**Problem requirements:** What you return must match the listing word for word.

________________________________________

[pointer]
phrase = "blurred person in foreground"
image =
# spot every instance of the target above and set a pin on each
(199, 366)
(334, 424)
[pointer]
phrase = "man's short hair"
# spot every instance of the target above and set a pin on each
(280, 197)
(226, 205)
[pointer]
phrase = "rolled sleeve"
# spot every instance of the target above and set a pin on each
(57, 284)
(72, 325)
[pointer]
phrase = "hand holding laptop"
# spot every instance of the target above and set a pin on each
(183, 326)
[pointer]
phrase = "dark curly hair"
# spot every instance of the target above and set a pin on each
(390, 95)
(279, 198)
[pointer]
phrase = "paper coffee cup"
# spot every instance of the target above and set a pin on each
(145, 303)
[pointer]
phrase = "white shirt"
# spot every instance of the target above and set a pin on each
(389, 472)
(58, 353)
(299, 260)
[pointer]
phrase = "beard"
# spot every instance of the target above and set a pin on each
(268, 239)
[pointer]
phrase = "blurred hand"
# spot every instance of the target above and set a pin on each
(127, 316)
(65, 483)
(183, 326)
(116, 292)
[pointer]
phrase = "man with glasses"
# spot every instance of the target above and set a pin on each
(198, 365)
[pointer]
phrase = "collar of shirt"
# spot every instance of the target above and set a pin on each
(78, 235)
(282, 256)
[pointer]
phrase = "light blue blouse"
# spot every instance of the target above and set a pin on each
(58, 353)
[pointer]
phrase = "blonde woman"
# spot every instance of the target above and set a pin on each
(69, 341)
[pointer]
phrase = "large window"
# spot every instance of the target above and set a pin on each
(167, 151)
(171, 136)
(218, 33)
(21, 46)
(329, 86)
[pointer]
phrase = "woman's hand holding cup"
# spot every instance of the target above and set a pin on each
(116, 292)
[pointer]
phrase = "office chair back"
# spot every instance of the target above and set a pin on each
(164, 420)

________________________________________

**Answer to this problem:**
[pointer]
phrase = "blurred person in foreground"
image =
# spot every instance of the target above and set a pin on each
(199, 366)
(334, 424)
[pointer]
phrase = "man's short hair"
# spot every instance of the target above and set a pin on each
(280, 197)
(226, 205)
[pointer]
phrase = "rolled sleeve"
# spot every instance of the target above and set a pin on each
(57, 284)
(72, 325)
[pointer]
phrase = "hand holding laptop"
# spot every instance of the target above and set a pin on each
(183, 326)
[pointer]
phrase = "dark curly hair"
# spot every instance of the target above and set a pin on each
(390, 95)
(279, 198)
[pointer]
phrase = "paper coffee cup"
# spot every instance of the target above and set a pin on each
(145, 303)
[pointer]
phrase = "white shirt"
# spot every instance of the target above and set a pin on each
(389, 472)
(58, 353)
(299, 260)
[pointer]
phrase = "beard"
# spot every instance of the target above and set a pin on each
(268, 239)
[pointer]
phrase = "blurred hand"
# spot every instance of the target above and set a pin on each
(127, 316)
(65, 483)
(183, 326)
(116, 292)
[pointer]
phrase = "man with glasses"
# spot every instance of the target above and set a pin on each
(198, 365)
[pointer]
phrase = "collar of shirt"
# spot every instance of the target above and set a pin on each
(78, 235)
(282, 256)
[pointer]
phrase = "light blue blouse"
# spot every instance of the target above and set a pin on each
(58, 353)
[pointer]
phrase = "blonde woman"
# spot every instance of the target above and set a pin on each
(69, 341)
[pointer]
phrase = "large window"
# spot every instance of the target above and set a pin on each
(167, 151)
(171, 136)
(218, 33)
(21, 46)
(329, 86)
[pointer]
phrase = "woman's hand holding cup"
# spot every instance of the target above and set a pin on each
(116, 292)
[pointer]
phrase = "office chair back"
# spot every instance of the target above and set a pin on each
(164, 420)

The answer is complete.